#### [Exercise directions]
Reproduce, please, only the lines from the first line below to the line containing "Target: island", inclusive.

#### [Supplied data]
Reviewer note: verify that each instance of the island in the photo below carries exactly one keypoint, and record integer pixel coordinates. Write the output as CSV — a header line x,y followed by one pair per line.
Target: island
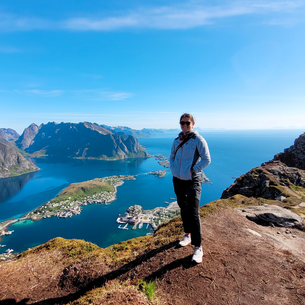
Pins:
x,y
136,216
70,200
159,173
162,160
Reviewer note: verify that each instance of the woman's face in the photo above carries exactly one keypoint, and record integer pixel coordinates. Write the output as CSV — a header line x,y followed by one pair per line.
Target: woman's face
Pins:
x,y
184,127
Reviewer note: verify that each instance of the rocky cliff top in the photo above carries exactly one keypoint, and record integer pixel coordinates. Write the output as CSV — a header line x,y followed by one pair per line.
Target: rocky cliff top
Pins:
x,y
294,156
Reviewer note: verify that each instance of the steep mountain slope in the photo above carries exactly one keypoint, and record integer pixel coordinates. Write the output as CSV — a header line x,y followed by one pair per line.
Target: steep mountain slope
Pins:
x,y
82,140
12,163
245,261
8,134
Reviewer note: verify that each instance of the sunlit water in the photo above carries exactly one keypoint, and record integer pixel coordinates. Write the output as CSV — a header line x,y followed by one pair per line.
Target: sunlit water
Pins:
x,y
233,154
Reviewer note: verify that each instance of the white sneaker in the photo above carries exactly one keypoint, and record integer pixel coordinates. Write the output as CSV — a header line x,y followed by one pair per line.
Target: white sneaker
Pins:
x,y
198,253
186,240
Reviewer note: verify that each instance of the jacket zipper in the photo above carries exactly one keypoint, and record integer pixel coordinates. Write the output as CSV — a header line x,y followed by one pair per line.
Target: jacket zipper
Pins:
x,y
180,162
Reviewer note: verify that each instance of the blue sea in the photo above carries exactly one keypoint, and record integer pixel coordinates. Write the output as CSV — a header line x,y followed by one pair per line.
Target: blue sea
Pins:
x,y
233,153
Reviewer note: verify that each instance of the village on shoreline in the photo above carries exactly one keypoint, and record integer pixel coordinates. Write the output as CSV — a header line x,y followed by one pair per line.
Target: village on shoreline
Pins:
x,y
99,191
136,216
68,206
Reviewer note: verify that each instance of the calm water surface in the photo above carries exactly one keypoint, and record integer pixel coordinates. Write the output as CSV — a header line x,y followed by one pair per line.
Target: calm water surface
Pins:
x,y
233,154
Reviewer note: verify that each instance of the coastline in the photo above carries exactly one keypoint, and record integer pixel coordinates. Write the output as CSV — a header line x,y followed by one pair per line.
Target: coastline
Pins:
x,y
68,208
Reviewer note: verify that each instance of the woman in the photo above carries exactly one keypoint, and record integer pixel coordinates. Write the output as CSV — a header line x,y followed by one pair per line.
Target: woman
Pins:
x,y
189,155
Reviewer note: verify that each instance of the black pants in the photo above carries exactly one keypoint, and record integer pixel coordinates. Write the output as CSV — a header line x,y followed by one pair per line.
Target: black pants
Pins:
x,y
188,197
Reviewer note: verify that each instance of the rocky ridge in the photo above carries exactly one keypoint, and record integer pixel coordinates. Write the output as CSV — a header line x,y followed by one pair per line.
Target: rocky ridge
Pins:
x,y
12,163
82,140
282,178
9,134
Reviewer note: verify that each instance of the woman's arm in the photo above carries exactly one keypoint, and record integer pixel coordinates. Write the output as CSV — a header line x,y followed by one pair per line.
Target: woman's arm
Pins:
x,y
204,153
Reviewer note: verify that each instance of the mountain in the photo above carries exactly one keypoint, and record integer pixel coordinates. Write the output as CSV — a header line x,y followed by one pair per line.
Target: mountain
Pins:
x,y
25,140
143,133
278,179
253,244
82,140
8,134
12,163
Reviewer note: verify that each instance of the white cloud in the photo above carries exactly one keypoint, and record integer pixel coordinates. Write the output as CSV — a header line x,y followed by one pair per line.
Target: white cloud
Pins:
x,y
8,49
188,15
93,76
50,93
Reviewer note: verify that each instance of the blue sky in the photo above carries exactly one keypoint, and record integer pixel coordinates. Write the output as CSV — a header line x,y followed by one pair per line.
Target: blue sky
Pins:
x,y
233,64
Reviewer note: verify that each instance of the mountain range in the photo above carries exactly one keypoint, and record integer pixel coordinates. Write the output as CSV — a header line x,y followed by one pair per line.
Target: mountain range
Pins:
x,y
12,163
254,245
82,140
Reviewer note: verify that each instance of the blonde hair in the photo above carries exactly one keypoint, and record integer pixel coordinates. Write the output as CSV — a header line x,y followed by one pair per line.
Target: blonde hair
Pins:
x,y
187,115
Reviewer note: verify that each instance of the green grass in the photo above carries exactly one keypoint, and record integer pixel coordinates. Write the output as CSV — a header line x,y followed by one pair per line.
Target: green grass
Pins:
x,y
149,288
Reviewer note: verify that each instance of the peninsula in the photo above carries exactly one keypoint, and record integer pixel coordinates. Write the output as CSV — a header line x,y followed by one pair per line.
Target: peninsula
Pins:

#### [Response for this exercise]
Reviewer note: verify that each instance of the island in the photo below carries exactly one keypoint, and record integer pixel coordinates. Write the output as CSV — a header line x,y followed by one pair per line.
Target: island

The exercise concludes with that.